• WHAT YOU ARE ASKED TO DO: With pictures left out, set down every record word for word.

• THE DATA:
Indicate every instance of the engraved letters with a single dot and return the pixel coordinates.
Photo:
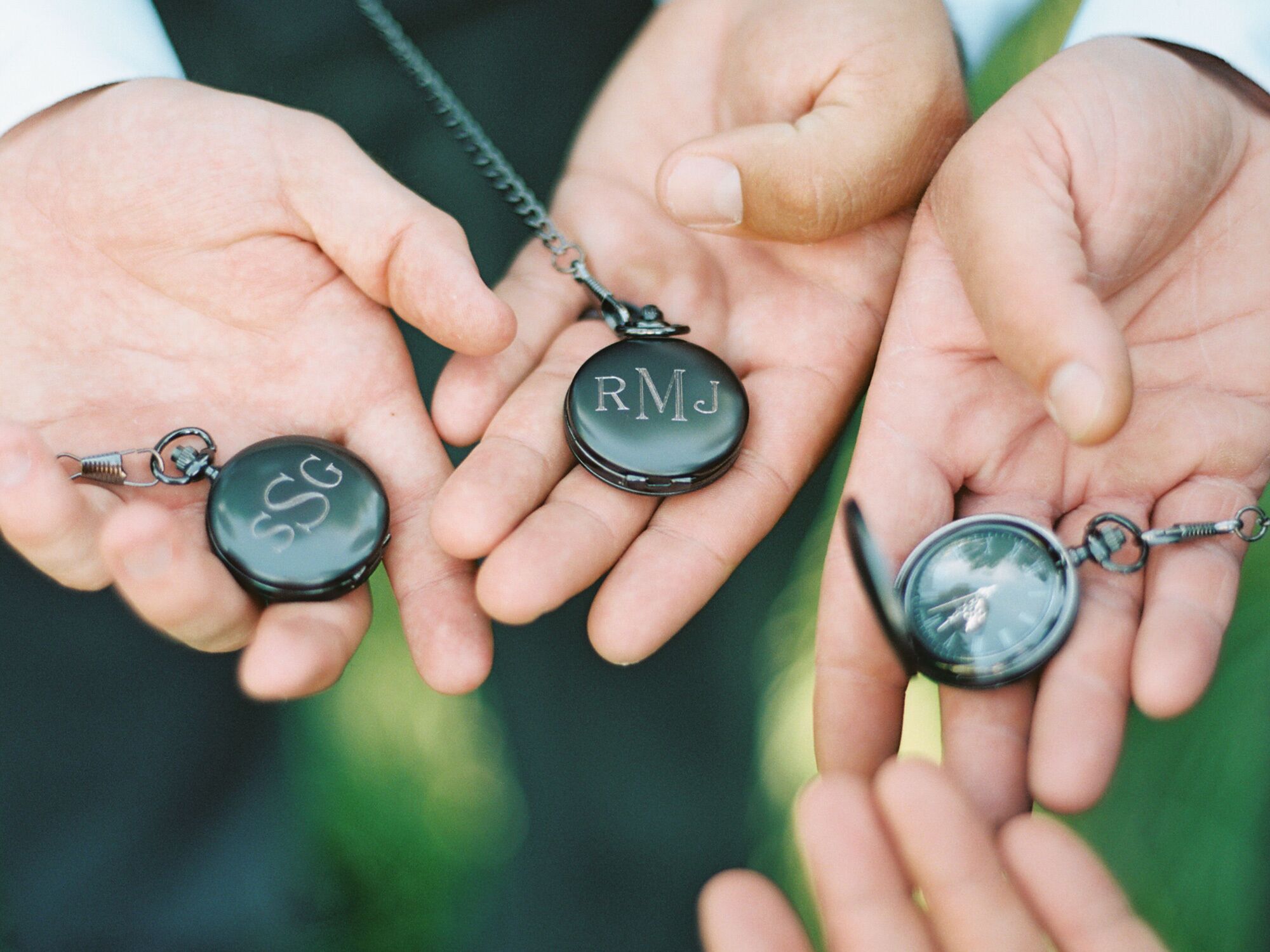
(285, 532)
(610, 387)
(661, 402)
(622, 387)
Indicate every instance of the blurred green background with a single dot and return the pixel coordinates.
(417, 810)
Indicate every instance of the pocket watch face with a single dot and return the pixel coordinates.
(298, 519)
(656, 417)
(990, 598)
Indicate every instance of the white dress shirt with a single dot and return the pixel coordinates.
(51, 50)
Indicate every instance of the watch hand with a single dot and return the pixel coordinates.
(979, 593)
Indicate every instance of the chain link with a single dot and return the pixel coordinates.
(567, 256)
(1102, 544)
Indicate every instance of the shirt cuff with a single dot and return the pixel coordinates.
(1235, 31)
(57, 49)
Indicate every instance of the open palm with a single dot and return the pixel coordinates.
(178, 257)
(1099, 237)
(798, 323)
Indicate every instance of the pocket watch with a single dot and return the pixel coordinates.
(648, 414)
(293, 519)
(653, 414)
(990, 600)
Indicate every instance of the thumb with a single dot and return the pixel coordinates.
(808, 158)
(1003, 205)
(399, 251)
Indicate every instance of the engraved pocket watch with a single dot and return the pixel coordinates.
(293, 519)
(990, 600)
(650, 414)
(656, 416)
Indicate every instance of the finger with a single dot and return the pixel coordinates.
(1073, 894)
(523, 456)
(952, 859)
(472, 389)
(985, 737)
(1191, 595)
(866, 148)
(866, 899)
(859, 681)
(51, 522)
(1084, 696)
(397, 248)
(164, 569)
(699, 539)
(575, 539)
(1005, 211)
(450, 638)
(302, 648)
(742, 912)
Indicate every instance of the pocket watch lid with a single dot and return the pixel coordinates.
(879, 585)
(657, 417)
(298, 519)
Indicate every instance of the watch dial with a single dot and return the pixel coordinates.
(985, 595)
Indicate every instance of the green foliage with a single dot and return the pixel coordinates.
(411, 802)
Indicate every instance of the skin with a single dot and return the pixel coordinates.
(172, 256)
(1109, 211)
(1033, 888)
(834, 117)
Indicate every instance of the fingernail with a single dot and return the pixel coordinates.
(15, 468)
(1076, 395)
(704, 192)
(153, 559)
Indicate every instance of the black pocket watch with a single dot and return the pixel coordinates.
(989, 600)
(293, 519)
(652, 414)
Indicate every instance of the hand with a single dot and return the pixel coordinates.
(868, 850)
(172, 256)
(1098, 239)
(860, 88)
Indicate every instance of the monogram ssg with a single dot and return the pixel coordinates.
(293, 519)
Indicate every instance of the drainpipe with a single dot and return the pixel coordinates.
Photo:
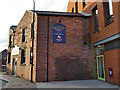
(32, 49)
(48, 50)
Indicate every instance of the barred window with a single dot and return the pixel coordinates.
(108, 11)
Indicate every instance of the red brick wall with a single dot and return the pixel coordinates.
(67, 61)
(111, 61)
(119, 65)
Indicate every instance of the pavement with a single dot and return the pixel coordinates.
(16, 82)
(19, 83)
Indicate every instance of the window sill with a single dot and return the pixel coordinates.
(23, 64)
(109, 23)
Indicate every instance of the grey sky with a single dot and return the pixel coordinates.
(13, 10)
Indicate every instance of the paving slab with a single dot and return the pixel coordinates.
(76, 84)
(16, 82)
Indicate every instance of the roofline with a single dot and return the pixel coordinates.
(52, 13)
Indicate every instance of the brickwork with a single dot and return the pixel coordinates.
(66, 61)
(24, 70)
(105, 31)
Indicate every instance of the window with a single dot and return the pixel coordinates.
(24, 34)
(84, 3)
(23, 56)
(108, 11)
(95, 16)
(99, 50)
(76, 5)
(10, 40)
(73, 10)
(9, 57)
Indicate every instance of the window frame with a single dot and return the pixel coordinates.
(107, 12)
(9, 57)
(23, 57)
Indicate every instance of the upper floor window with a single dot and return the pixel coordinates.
(76, 5)
(99, 50)
(95, 16)
(108, 11)
(23, 56)
(84, 3)
(9, 57)
(24, 34)
(10, 40)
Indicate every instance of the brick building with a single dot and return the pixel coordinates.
(61, 50)
(105, 36)
(3, 60)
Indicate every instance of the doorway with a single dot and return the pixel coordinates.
(100, 67)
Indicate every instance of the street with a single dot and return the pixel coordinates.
(16, 82)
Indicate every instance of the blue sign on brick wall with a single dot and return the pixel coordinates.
(59, 33)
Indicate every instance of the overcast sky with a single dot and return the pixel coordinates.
(11, 12)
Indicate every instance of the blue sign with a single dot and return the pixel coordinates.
(59, 33)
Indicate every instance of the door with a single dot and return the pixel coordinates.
(100, 67)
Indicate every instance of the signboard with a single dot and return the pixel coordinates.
(59, 33)
(15, 50)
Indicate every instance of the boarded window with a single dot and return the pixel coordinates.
(108, 11)
(10, 40)
(24, 35)
(76, 5)
(84, 3)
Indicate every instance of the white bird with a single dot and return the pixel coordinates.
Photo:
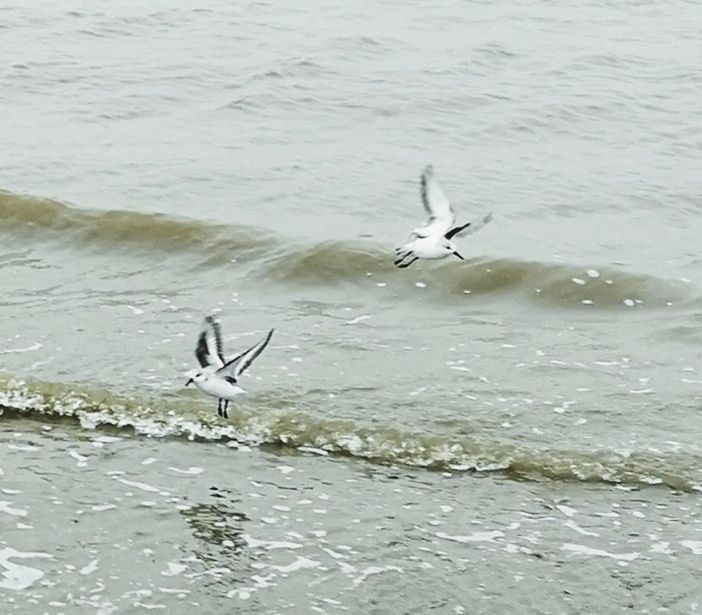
(219, 377)
(434, 239)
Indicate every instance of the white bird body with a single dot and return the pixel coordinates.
(220, 388)
(434, 240)
(219, 377)
(428, 247)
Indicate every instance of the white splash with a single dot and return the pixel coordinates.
(16, 576)
(583, 550)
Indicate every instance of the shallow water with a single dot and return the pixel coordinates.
(441, 438)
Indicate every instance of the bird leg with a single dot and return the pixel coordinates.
(402, 256)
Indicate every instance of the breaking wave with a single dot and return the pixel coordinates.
(277, 423)
(361, 263)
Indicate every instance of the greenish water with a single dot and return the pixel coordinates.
(517, 433)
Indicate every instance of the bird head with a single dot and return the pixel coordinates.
(451, 249)
(195, 376)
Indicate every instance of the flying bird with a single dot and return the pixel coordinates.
(219, 377)
(434, 240)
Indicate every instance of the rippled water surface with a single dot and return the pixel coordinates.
(445, 438)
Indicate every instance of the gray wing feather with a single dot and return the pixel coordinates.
(236, 366)
(209, 344)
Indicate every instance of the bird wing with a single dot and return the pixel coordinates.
(236, 366)
(469, 228)
(436, 204)
(209, 344)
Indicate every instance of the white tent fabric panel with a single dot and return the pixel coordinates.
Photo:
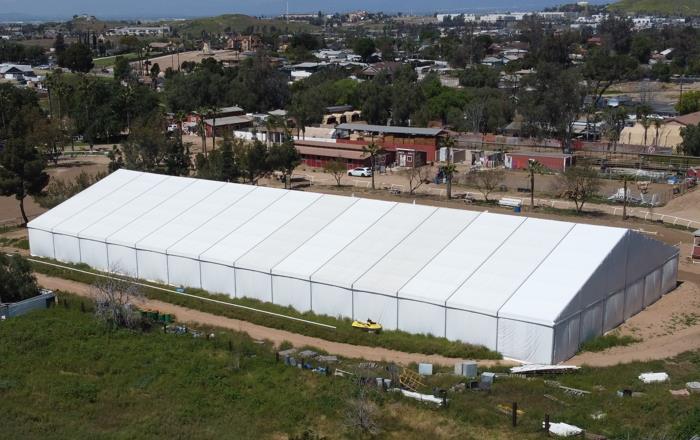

• ANSWER FOR THE TASK:
Indicate every instance of the engraved letters with a single dot and return the pixel coordinates.
Photo:
(285, 532)
(610, 387)
(661, 402)
(622, 387)
Indicate every instance of the blurred green background with a single dot and return the pixel coordinates.
(417, 810)
Indicate every instance of the pocket watch face with a single dot and return the pixel coordinates.
(298, 519)
(656, 417)
(990, 598)
Indicate every instance of the white dress shirt with a single dot and return the pixel coordinates.
(51, 50)
Indicate every instance of the watch hand with a single dot and return the pixel coordinates.
(979, 593)
Indicate every instance of the chain link with a single dot and return the pixel coordinates.
(567, 256)
(1102, 544)
Indicate every instance of the shirt cuff with a single dot and return the pixel coordinates.
(1235, 31)
(57, 49)
Indicate every instance of the open palm with a single dot and return the pixel coordinates.
(178, 257)
(1099, 237)
(798, 323)
Indicate every instance of the pocket watch with a single dot and return the pixel coordinates.
(648, 414)
(293, 519)
(653, 414)
(990, 600)
Indicate every instance of the thumb with a single dot and return the pixel coordinates.
(808, 158)
(1003, 205)
(399, 251)
Indicate every instance of the engraved pocket watch with a single dot and return the pixel coordinates.
(293, 519)
(990, 600)
(650, 414)
(656, 416)
Indicate every instance of the finger with a single dot and return the pixel coordinates.
(1073, 894)
(523, 456)
(952, 859)
(472, 389)
(985, 737)
(1191, 595)
(866, 148)
(866, 899)
(859, 681)
(51, 522)
(1084, 696)
(397, 248)
(164, 569)
(699, 539)
(575, 539)
(1005, 211)
(450, 638)
(302, 648)
(742, 912)
Indicate every instance of the pocket watch lid with a single dot and return the pixel coordinates.
(879, 585)
(657, 417)
(298, 519)
Indicate every instance of the watch dial with a single dot and return the pixel coordinates.
(985, 595)
Indicate every instance of the green foliage with a single dot and return the pixel coordinates.
(411, 802)
Indicate every instance of the skin with a single dot and return the pixel coordinates.
(172, 256)
(1109, 211)
(1033, 888)
(834, 117)
Indicate every instance of the fingernail with a single dot and return the pixel coordinates.
(15, 468)
(1076, 395)
(704, 192)
(153, 559)
Indicate every instance of the black pocket watch with a single dot and return the pixel coordinates.
(989, 600)
(293, 519)
(652, 414)
Indicate every instance of the hand with a single dot and return the pixel coordinates.
(868, 850)
(172, 256)
(1098, 239)
(860, 88)
Indicate every instance of the monogram ssg with a single dot and return the pixel coordinates.
(293, 519)
Indicate every instance of the drainpipe with a single dot and return the pixel coordinates.
Photo:
(32, 49)
(48, 50)
Indicate every instance of the barred window with a single dot and return the pixel coordinates.
(108, 11)
Indicate every instance of the red brick wall with a single dot and return the pixel coordinates.
(67, 61)
(111, 61)
(119, 65)
Indicate every instance of the pavement with a single dot and return the pixel coordinates.
(16, 82)
(19, 83)
Indicate every instance of the window sill with a single dot and return the pixel coordinates.
(23, 64)
(109, 23)
Indicate every instance of the grey sky with a single dot and return the pixel coordinates.
(13, 10)
Indicate every instance of the paving slab with a single dot and return the pixel coordinates.
(76, 84)
(16, 82)
Indicate every instance of the roofline with a single dot and return the pixel coordinates.
(52, 13)
Indicate every instance of the brickwork with a single dot and return the pixel coordinates.
(66, 61)
(24, 70)
(105, 31)
Indicate every instance of the window with a single dot and return the pixel coordinates.
(24, 34)
(84, 3)
(23, 56)
(108, 11)
(95, 16)
(99, 50)
(76, 5)
(10, 40)
(73, 10)
(9, 57)
Indicate every instance of the window frame with a single dot and return the pixel coordinates.
(107, 12)
(9, 57)
(23, 57)
Indicate every instance of the upper floor window with a single dot and return the pixel coordinates.
(76, 5)
(99, 50)
(95, 16)
(108, 11)
(23, 56)
(84, 3)
(9, 57)
(24, 34)
(10, 40)
Indicate every instance of the brick building with a single dot and return the pixel coordinates.
(61, 50)
(105, 36)
(3, 60)
Indicate every instance of the doorway with a single dot and return the pixel coordinates.
(100, 67)
Indicate every instance of the street with a single dot and return the pixel coordinates.
(16, 82)
Indicate every instance of the blue sign on brick wall with a single dot and return the pixel coordinates.
(59, 33)
Indicate every instance of the overcast sky with a single dot and return the pixel coordinates.
(11, 12)
Indicate every instance of the blue sign with a single dot and return the pixel coordinates.
(59, 33)
Indicate every instance of the door with a single dot and return the pixel coordinates.
(100, 67)
Indicate every instance of the signboard with a single dot and return the pixel coordinates.
(59, 33)
(15, 50)
Indicate every instance of the boarded window with a single dot and return the pixel coordinates.
(108, 11)
(10, 40)
(24, 35)
(76, 5)
(84, 3)
Indicate every instance of the white bird with a single dot and return the pixel coordinates.
Photo:
(219, 377)
(434, 239)
Indicate every instance of the white bird body with a single dot and return the pixel coordinates.
(220, 388)
(434, 240)
(219, 377)
(428, 247)
Indicate every instance of the white splash with a single dot and return the pixel coordinates.
(16, 576)
(583, 550)
Indicate every instance of the shallow water with a single dot and return the pixel coordinates.
(441, 438)
Indicate every instance of the bird leg with a single dot and return the pixel coordinates.
(402, 256)
Indicate every instance of the breaking wave with a single dot and return the pixel coordinates.
(277, 423)
(361, 263)
Indicate every instance of the greenish water with a single dot and return the pixel coordinates.
(517, 433)
Indicate every instance of the bird head with a single dot and return the pixel coordinates.
(451, 249)
(195, 376)
Indicate every instance of the flying bird with a single dot and return the pixel coordinates.
(219, 377)
(434, 240)
Indicate every instance of the rippled water surface with a single dot and return the pixel coordinates.
(445, 438)
Indicate every instance of the gray wing feather with a single dot and return the pixel coordinates.
(236, 366)
(209, 344)
Indicate every instance of the bird wing with a single dot and return the pixel coordinates.
(236, 366)
(469, 228)
(436, 204)
(209, 344)
Indicate every instance of the white tent fabric panel with a single dot and return the pixel coordinates.
Photo:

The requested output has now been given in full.